Start Data to use

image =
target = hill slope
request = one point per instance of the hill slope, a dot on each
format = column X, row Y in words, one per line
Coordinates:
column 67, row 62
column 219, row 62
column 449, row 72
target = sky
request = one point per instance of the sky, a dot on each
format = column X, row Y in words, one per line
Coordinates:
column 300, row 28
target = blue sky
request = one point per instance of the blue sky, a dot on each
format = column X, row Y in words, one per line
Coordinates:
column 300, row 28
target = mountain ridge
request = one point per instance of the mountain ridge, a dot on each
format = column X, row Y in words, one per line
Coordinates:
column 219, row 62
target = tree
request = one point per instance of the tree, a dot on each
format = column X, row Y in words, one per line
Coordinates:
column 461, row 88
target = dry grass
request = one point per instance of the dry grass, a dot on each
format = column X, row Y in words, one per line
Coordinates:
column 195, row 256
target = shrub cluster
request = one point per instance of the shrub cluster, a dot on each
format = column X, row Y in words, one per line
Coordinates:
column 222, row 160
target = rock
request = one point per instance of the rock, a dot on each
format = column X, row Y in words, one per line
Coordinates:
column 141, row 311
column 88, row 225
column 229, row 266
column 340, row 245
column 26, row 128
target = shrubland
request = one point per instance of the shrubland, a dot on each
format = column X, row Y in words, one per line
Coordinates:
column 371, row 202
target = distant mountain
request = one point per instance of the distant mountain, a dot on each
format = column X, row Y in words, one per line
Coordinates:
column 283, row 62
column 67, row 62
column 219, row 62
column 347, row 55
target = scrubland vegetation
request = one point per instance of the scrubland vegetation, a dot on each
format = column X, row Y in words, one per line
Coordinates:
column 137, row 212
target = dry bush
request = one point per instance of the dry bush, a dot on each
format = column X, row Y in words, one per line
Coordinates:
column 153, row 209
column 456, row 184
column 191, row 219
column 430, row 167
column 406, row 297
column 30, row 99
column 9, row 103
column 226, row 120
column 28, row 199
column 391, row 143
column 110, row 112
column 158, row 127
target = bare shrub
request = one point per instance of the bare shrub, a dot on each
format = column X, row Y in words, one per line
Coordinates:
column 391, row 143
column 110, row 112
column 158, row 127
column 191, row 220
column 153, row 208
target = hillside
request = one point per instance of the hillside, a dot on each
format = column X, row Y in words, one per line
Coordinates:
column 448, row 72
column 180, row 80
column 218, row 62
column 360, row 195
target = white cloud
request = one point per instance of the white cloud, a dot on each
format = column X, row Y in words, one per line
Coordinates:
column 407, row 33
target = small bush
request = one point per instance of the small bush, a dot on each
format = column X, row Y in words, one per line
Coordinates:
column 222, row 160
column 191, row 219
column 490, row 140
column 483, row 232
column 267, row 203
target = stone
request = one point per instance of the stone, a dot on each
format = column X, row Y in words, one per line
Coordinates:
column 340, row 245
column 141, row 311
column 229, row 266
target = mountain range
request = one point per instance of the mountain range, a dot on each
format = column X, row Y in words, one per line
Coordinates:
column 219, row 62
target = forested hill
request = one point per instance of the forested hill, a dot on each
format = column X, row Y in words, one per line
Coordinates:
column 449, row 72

End Data to use

**What this task involves**
Reproduce the data word for word, starting at the line that has "target = shrubland" and stopping after the line that has "column 347, row 55". Give only those lines.

**Full solution**
target = shrubland
request = one point per instance of the shrubland, a dot on each
format = column X, row Y in words, one per line
Coordinates:
column 371, row 202
target = distant mountain
request = one point per instance of the distant mountain, a dot on each
format = column X, row Y in words, one per line
Coordinates:
column 283, row 62
column 67, row 62
column 219, row 62
column 347, row 55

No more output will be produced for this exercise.